ZIELSETZUNG A: Zähle sämtliche Romanfiguren auf, die der Text zu Arno Geigers „Es geht uns gut“ namentlich erwähnt.
ZIELSETZUNG B: Schreibe den Text zu Arno Geigers „Es geht uns gut“ im Anschluss an seinen letzten Satz weiter.

Arno Geiger: "Es geht uns gut"

Philipp Erlach (36) lebt als Schriftsteller in Wien. Was er schreibt bzw. geschrieben hat, wird nicht einmal angedeutet, man bekommt den Eindruck, dass er nicht wirklich erfolgreich ist oder aber in einer Schaffenskrise. So, wie er sich in den Monaten Mai und Juni des Jahres 2001 durch sein Leben wurstelt, wäre das auch gar nicht verwunderlich.


Philipp Erlach hat in Hietzing, einer Wiener Nobelgegend, die alte Villa seiner Großeltern geerbt. Wohl hauptsächlich aus wirtschaftlichen Gründen nimmt er dieses Erbe an, aber er wehrt sich auch dagegen. Denn allem, was diese Villa an Familiengeschichte atmet, allem, was sich auf dem tatsächlichen und dem virtuellen Dachboden versteckt, begegnet er feindlich.

Sein Privatleben ist genauso ungeordnet und unklar, wie ihm seine eigene Vergangenheit und erst recht seine persönliche Zukunft erscheint.
"Insgeheim möchte doch jeder wissen, wie die Zukunft sein wird, und sei es nur, damit es in der Gegenwart leichter fällt sich einzubilden, dass man weiß, was man tut."
So formuliert er in seinen persönlichen Notizen, als er beginnt, das Haus zu entrümpeln. Seine verheiratete Freundin Johanna, zu der er keine wirklich tiefe Bindung aufbauen kann, schickt ihm zwei Schwarzarbeiter, Steinwald und Atamatov, einen Ukrainer. Sie tut das, weil sie ihren Philipp kennt: Alleine wäre er nicht imstande, irgendetwas an dem Haus zu machen.
Vor allen Dingen nicht, sich mit der Vergangenheit zu konfrontieren, die in dem Haus lebt und "aufbewahrt" ist. Und so müssen die beiden Schwarzarbeiter, mit denen er im Laufe der Zeit, die sie für ihn arbeiten, ziemlich hilflos eine Freundschaft anknüpfen will, den Dachboden entrümpeln, in denen sich eine Menge Tauben ein neues Zuhause eingerichtet haben.

VERFÜGBARE DATEN:
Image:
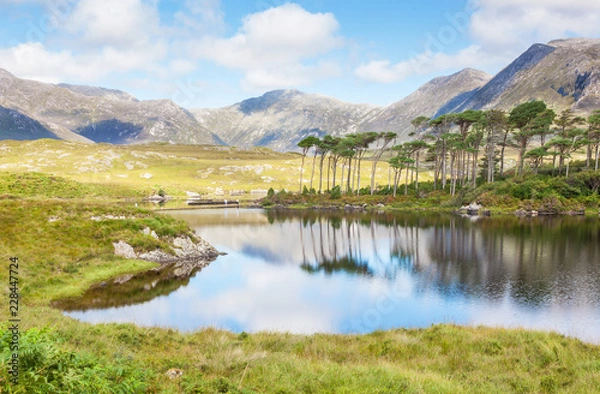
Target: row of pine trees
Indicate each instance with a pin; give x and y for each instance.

ERWARTETE AUSGABE A: Philipp Erlach, Johanna, Steinwald, Atamatov

ERWARTETE AUSGABE B:
Kistenweise verschwinden Sachen, Bücher und Einrichtungsgegenstände, die auf dem Boden zum Teil über Jahrzehnte gelagert waren, in den bestellten Containern. Steinwald und Atamatov entwickeln noch das realistischste Verhältnis zu den Hinterlassenschaften: Sie schaffen alles, was noch irgend einen Wert haben könnte, in Steinwalds gebrauchten Mercedes und verhökern es auf Flohmärkten.

Philipp Erlach will und kann sich nicht mit der Vergangenheit seiner beiden Herkunftsfamilien auseinandersetzen, vielleicht weil er so gar keine Vorstellung von seiner Zukunft hat und seine Gegenwart so trostlos findet.

Wie reich an menschlichem Schicksal und politischer Bedeutung seine Familiengeschichten sind, schildert Arno Geiger in literarischen Blitzlichtern, in denen er in einem Zeitrahmen zwischen 1938 und 1989 immer wieder an einen Tag in der Vergangenheit zurückkehrt und schildert, was passiert.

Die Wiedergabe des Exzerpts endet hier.